SUPPLIED INFORMATION:
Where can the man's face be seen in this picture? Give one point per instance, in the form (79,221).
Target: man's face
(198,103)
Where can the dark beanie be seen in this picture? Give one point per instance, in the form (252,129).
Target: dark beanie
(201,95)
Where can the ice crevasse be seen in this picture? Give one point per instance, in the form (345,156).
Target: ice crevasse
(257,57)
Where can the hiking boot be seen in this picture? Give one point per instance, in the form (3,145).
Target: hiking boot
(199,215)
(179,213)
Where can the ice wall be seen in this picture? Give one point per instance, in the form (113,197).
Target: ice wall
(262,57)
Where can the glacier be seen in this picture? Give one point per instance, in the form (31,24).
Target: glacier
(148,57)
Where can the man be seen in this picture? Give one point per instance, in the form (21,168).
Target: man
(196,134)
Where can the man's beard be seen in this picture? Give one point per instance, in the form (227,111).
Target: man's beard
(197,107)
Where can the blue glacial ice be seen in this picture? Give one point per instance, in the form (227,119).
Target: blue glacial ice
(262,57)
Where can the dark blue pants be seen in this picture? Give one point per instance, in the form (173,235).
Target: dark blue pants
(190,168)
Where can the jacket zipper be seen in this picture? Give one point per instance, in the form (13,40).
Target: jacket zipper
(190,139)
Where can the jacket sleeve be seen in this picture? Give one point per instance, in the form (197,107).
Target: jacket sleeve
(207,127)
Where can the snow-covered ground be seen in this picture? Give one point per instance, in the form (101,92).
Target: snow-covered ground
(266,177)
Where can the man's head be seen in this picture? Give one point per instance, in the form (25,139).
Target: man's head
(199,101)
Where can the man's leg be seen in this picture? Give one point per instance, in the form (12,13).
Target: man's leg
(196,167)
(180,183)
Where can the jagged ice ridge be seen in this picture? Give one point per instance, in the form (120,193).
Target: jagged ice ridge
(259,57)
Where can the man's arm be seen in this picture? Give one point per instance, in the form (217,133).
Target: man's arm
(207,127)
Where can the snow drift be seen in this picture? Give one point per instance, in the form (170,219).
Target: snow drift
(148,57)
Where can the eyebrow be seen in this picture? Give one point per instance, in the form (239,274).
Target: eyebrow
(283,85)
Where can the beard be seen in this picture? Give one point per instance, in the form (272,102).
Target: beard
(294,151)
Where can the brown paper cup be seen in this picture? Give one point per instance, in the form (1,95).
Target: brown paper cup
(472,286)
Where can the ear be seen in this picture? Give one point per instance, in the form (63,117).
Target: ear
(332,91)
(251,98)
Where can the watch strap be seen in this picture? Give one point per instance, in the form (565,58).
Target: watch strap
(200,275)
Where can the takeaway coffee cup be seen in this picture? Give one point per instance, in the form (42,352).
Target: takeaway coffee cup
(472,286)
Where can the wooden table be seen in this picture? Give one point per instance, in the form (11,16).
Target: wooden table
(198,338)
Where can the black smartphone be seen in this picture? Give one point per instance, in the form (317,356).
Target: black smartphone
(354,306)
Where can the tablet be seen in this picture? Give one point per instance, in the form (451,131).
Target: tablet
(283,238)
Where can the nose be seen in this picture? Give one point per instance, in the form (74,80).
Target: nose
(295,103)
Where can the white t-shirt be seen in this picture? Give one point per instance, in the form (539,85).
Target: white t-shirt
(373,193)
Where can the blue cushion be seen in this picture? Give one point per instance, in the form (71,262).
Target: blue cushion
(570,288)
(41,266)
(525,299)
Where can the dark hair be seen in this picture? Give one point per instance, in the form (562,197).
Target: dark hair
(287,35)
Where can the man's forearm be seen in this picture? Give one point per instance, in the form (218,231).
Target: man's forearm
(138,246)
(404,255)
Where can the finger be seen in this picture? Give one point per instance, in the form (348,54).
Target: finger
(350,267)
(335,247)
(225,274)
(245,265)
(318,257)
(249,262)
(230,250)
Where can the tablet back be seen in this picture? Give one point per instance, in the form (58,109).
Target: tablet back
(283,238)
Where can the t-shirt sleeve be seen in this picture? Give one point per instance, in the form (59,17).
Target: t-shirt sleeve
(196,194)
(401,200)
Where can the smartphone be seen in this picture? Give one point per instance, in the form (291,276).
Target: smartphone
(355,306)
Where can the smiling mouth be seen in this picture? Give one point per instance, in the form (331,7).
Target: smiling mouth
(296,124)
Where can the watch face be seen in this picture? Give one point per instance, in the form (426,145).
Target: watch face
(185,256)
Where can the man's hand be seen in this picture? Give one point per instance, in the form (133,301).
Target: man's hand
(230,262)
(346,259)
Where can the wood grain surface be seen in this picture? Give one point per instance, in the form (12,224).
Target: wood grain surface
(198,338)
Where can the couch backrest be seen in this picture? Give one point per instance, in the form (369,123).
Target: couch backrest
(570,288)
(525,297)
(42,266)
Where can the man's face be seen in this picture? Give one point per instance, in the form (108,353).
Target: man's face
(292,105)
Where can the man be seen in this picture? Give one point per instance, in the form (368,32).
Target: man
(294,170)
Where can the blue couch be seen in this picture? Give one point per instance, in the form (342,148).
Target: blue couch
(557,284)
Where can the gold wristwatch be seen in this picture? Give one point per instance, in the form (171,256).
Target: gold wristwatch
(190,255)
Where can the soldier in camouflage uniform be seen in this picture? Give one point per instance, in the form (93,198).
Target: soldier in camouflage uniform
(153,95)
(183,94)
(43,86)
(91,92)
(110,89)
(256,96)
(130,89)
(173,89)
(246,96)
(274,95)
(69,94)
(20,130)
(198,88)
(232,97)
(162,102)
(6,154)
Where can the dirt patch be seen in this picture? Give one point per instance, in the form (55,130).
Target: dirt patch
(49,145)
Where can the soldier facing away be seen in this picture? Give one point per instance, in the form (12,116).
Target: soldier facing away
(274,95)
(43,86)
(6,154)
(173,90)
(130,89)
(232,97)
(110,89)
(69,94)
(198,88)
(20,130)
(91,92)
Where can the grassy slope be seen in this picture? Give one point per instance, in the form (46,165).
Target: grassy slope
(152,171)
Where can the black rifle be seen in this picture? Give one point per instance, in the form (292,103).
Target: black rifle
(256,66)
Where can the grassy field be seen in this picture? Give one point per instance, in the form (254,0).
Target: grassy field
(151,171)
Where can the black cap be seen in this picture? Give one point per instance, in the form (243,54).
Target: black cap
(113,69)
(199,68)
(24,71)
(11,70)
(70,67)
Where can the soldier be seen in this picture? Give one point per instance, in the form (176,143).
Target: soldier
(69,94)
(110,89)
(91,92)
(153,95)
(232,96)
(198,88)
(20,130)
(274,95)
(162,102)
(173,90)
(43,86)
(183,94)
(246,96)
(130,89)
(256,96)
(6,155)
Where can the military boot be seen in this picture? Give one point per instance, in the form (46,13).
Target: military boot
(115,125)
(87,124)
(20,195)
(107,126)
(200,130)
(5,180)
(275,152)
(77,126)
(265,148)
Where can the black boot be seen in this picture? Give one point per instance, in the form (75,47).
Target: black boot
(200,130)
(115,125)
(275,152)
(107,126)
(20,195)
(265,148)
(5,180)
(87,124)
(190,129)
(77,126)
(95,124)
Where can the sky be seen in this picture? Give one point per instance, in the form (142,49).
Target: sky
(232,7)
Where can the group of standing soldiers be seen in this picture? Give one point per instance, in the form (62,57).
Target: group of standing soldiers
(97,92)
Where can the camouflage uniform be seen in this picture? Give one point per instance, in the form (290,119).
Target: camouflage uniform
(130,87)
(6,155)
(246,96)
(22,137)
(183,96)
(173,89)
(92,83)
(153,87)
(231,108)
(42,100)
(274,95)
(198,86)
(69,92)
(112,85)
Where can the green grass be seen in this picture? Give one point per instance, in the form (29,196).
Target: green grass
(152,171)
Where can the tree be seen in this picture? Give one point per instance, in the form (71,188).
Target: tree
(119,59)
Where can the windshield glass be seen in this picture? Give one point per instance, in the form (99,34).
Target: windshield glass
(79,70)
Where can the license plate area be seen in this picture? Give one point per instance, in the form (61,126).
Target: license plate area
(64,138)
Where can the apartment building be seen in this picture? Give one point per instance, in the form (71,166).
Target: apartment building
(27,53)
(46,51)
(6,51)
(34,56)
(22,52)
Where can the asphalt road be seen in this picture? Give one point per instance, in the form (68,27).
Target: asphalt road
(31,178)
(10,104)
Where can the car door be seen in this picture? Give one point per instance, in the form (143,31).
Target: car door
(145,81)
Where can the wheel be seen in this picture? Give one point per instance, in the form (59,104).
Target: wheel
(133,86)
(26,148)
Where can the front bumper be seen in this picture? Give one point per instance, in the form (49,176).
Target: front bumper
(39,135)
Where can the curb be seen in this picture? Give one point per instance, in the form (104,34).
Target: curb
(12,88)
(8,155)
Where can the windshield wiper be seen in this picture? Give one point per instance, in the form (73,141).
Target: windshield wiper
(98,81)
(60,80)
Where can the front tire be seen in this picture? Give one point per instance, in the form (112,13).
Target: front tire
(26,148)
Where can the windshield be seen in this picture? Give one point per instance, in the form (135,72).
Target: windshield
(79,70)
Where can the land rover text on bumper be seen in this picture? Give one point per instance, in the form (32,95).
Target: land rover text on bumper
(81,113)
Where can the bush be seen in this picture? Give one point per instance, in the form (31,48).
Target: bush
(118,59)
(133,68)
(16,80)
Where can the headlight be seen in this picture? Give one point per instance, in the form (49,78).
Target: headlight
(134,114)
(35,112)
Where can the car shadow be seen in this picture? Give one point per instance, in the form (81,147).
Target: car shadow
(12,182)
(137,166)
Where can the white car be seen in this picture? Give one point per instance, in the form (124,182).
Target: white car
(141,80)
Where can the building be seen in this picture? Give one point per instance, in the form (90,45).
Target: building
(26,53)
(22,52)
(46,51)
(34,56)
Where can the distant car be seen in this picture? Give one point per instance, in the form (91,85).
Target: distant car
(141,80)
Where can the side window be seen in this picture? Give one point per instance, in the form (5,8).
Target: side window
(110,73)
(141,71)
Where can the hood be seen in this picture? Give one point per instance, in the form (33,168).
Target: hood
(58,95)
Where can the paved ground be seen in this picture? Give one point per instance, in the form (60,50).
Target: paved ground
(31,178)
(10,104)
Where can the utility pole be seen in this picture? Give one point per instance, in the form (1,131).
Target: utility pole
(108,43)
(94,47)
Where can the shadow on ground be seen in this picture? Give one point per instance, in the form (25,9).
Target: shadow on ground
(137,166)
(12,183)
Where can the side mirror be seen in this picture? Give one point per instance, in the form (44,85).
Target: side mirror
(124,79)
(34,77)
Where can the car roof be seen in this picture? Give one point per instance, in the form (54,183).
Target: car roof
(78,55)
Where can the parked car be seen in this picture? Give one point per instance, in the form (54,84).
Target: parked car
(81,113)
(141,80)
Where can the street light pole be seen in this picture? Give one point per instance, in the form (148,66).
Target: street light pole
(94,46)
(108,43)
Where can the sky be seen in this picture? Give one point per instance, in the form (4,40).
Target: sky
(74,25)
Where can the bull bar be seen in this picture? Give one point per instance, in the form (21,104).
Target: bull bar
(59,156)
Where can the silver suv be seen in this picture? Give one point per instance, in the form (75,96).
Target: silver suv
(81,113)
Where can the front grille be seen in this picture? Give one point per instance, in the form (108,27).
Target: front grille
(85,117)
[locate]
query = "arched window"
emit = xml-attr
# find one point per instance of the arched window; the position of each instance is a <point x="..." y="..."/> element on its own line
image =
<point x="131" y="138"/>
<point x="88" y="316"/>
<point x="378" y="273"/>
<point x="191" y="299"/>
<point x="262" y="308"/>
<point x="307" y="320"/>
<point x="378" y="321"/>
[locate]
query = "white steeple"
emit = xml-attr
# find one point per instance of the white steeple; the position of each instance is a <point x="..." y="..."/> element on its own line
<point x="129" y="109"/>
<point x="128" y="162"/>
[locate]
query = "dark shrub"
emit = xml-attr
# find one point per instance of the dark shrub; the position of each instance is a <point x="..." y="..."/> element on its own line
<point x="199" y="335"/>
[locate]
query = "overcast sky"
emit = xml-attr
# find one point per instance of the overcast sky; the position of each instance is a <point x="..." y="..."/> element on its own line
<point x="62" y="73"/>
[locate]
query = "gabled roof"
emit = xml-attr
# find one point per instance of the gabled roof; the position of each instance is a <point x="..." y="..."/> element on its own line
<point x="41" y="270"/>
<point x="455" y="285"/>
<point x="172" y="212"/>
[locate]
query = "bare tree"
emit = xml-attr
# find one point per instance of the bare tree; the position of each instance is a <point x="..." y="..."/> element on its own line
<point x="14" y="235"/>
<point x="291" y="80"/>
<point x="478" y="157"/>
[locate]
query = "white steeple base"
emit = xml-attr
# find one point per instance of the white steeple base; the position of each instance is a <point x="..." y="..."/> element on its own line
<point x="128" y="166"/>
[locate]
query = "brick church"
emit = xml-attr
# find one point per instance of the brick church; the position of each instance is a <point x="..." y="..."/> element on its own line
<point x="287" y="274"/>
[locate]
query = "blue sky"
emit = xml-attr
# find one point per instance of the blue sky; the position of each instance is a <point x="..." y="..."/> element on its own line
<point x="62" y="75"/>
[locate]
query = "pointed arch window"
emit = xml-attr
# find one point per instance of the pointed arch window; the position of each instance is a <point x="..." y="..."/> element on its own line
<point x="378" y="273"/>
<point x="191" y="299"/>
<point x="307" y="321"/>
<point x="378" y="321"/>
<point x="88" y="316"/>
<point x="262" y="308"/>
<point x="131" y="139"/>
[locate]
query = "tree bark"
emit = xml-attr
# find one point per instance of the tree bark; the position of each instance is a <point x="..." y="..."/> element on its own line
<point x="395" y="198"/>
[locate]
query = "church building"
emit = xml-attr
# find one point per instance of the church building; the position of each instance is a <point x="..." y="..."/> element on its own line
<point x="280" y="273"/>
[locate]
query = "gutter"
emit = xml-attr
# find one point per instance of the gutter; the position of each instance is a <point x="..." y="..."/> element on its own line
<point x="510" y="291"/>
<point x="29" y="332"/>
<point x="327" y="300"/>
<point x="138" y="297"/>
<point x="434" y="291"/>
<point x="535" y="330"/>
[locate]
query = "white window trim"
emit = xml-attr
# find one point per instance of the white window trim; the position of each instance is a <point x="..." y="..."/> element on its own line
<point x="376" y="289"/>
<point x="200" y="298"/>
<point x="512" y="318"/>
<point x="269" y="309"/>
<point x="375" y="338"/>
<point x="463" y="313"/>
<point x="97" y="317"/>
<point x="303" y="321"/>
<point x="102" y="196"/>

WHAT YOU SHOULD DO:
Copy back the listing above exactly, but only from the line with "Target: watch strap" through the line with "Where can the wooden", both ends included.

TASK RESULT:
Target: watch strap
(200,275)
Where can the takeaway coffee cup be seen in this picture? Give one point per instance, in the form (42,352).
Target: takeaway coffee cup
(472,286)
Where can the wooden table be seen in this picture? Give one point per instance, in the form (11,16).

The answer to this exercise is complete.